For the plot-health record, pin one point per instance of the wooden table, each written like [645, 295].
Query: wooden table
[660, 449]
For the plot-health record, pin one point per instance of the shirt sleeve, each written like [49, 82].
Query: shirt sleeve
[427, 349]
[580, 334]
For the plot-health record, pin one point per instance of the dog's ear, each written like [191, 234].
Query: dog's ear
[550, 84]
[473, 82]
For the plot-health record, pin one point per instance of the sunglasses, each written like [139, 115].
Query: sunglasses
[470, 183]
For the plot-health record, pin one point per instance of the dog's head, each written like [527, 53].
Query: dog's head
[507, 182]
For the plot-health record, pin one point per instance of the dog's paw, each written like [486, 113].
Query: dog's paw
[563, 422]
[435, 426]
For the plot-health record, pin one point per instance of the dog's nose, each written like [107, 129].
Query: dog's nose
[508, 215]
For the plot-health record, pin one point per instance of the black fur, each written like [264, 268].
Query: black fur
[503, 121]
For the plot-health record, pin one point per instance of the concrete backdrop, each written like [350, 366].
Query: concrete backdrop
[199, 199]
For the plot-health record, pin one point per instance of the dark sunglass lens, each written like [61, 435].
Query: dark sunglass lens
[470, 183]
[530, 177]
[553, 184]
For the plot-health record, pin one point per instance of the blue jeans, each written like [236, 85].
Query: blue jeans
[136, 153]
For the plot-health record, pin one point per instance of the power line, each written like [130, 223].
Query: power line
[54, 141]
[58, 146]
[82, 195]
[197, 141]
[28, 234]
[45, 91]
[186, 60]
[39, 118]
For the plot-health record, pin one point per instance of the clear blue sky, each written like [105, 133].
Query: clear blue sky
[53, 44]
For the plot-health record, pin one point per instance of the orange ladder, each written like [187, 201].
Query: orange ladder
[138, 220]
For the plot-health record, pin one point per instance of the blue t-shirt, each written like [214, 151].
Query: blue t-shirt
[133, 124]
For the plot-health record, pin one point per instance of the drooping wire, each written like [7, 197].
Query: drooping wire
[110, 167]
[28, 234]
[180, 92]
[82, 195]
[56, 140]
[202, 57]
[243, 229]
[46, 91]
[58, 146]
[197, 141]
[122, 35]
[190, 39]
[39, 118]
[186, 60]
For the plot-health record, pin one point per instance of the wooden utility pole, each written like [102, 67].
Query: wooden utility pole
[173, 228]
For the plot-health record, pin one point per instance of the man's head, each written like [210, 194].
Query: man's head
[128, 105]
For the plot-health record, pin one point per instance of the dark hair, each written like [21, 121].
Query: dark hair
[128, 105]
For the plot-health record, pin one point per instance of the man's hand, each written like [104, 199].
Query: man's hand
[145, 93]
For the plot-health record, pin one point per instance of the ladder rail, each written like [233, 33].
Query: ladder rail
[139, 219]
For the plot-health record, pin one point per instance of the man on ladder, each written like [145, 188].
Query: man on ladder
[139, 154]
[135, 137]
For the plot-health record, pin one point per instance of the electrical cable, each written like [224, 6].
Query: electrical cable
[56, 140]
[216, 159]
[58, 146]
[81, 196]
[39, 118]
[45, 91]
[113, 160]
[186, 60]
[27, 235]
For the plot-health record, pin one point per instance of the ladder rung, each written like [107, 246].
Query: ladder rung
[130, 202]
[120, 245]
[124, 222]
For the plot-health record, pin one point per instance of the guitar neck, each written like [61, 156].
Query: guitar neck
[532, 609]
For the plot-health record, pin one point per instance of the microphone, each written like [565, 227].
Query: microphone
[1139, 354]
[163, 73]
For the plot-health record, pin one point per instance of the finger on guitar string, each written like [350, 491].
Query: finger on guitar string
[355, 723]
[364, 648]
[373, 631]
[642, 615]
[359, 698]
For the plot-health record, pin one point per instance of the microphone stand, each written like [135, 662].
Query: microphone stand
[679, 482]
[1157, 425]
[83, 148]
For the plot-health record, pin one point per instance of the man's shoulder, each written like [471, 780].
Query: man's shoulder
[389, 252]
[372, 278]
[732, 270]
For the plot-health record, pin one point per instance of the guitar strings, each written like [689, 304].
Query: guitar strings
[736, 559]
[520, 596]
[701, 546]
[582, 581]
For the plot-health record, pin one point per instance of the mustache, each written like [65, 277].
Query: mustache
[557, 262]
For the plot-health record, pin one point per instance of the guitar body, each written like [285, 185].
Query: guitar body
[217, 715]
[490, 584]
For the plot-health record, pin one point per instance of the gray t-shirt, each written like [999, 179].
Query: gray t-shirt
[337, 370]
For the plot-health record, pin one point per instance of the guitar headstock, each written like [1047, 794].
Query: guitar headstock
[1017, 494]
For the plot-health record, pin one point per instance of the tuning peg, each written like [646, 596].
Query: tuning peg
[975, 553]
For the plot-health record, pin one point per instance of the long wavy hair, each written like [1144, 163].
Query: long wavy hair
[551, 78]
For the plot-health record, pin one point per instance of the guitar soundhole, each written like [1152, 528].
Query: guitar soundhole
──────────────────────────────
→ Assignment
The answer is all of the material, repeated exactly.

→ Result of this task
For the plot-health record, pin one point per instance of the wooden table, each written like [645, 295].
Query: wooden table
[660, 449]
For the plot-health record, pin one point per instance of the shirt sleeve, each written like [49, 82].
Query: shirt sleeve
[427, 349]
[580, 334]
For the plot-health record, pin one point per instance of the dog's ear, each written like [191, 234].
Query: dog's ear
[550, 84]
[473, 82]
For the plot-health record, pin one point per instance of the sunglasses, each written like [139, 115].
Query: sunglasses
[470, 183]
For the plot-health record, pin one point per instance of the dog's head, each written like [527, 53].
Query: dog's head
[507, 182]
For the plot-health record, pin one point per instance of the dog's paw, each written like [486, 113].
Query: dog's paw
[563, 422]
[435, 426]
For the plot-health record, pin one point per instance of the dog's nose, each written like [107, 129].
Query: dog's nose
[508, 215]
For the plot-health record, pin one point per instance of the black fur, each written like [264, 268].
Query: black fur
[503, 121]
For the plot-health record, pin one point per instance of the concrete backdrop, each written like [350, 366].
Query: concrete backdrop
[199, 199]
For the plot-health record, pin one point per instance of the dark sunglass lens, each written like [61, 435].
Query: dark sunglass lens
[470, 183]
[530, 177]
[553, 184]
For the plot-health record, pin one point per instance of the blue jeans, each written like [236, 85].
Query: blue jeans
[136, 153]
For the plot-health record, pin one point per instance of the power line, each written like [130, 223].
Query: power line
[54, 141]
[58, 146]
[82, 195]
[197, 141]
[28, 234]
[45, 91]
[186, 60]
[39, 118]
For the plot-health record, pin one point per instance of the clear blue sky, each written like [105, 133].
Query: clear blue sky
[53, 44]
For the plot-health record, pin one point per instance of the orange ladder, each written like [187, 201].
Query: orange ladder
[138, 220]
For the plot-health record, pin one point per instance of the blue t-shirt, each written like [214, 151].
Query: blue t-shirt
[133, 124]
For the plot-health record, pin one point per instance of the drooping wire, each written like [7, 197].
Query: drooping wire
[110, 167]
[28, 234]
[180, 92]
[82, 195]
[56, 140]
[202, 57]
[243, 229]
[46, 91]
[58, 146]
[197, 141]
[122, 35]
[190, 39]
[39, 118]
[186, 60]
For the plot-health record, pin one point per instance of the wooden utility pole, each written like [102, 67].
Query: wooden utility pole
[173, 228]
For the plot-health record, pin one point per instance of the man's head, each written like [210, 194].
Query: man's head
[128, 105]
For the plot-health record, pin one point per instance of the dark hair, each written like [21, 121].
Query: dark hair
[128, 105]
For the plot-health record, pin one point per instance of the man's hand, each written like [104, 199].
Query: man's hand
[145, 93]
For the plot-health record, pin one point per instance of the ladder rail, each written like [233, 33].
Query: ladder rail
[139, 219]
For the plot-health record, pin one point per instance of the man on ladder, each written like [145, 188].
Query: man on ladder
[139, 154]
[135, 137]
For the plot-health record, pin one point per instance of the electrical cable, each written like [224, 6].
Query: electrical cable
[56, 140]
[216, 159]
[58, 146]
[81, 196]
[39, 118]
[45, 91]
[113, 160]
[186, 60]
[27, 235]
For the plot-health record, pin one point per instance of the ladder rung, each written like [107, 246].
Query: ladder rung
[130, 202]
[120, 245]
[124, 222]
For the plot-health record, pin one point per instance of the guitar neck, each written like [61, 156].
Query: guitar neck
[532, 609]
For the plot-health record, pin one point per instance of the microphone, each written like [565, 227].
Query: microphone
[1139, 354]
[163, 73]
For the plot-health record, pin one point per instance of the finger on guitar string, each written like [350, 491].
Query: finger on guitar string
[355, 723]
[364, 648]
[373, 631]
[642, 615]
[359, 698]
For the plot-health record, pin one point per instance of the microphone stand, each written like [135, 662].
Query: microphone stand
[679, 482]
[1157, 425]
[83, 148]
For the plot-health record, pin one point per instance of the man's shoulder, each written like [471, 780].
Query: man's shoulder
[389, 252]
[372, 278]
[732, 270]
For the plot-health record, pin one point per instance of the guitar strings, each written like [689, 304].
Query: guitar strings
[736, 559]
[520, 596]
[701, 546]
[582, 581]
For the plot-health record, pin one point per instance of the mustache, each written like [65, 277].
Query: mustache
[557, 262]
For the plot-health record, pin one point per instance of the guitar body, each written like [285, 185].
Query: guitar body
[217, 715]
[490, 584]
For the plot-health record, pin one point per instance of the gray t-shirt, each written like [999, 179].
Query: gray t-shirt
[337, 370]
For the plot-health record, pin one point per instance of the guitar headstock, each written like [1047, 794].
Query: guitar headstock
[1017, 494]
For the plot-health record, pin one point per instance of the tuning peg, each written like [646, 596].
Query: tuning peg
[975, 553]
For the plot-health record, pin one point per instance of the long wavy hair, each written like [1144, 163].
Query: long wavy hair
[551, 78]
For the plot-health record, pin one point per instance of the guitar soundhole, each written like [1152, 528].
Query: guitar soundhole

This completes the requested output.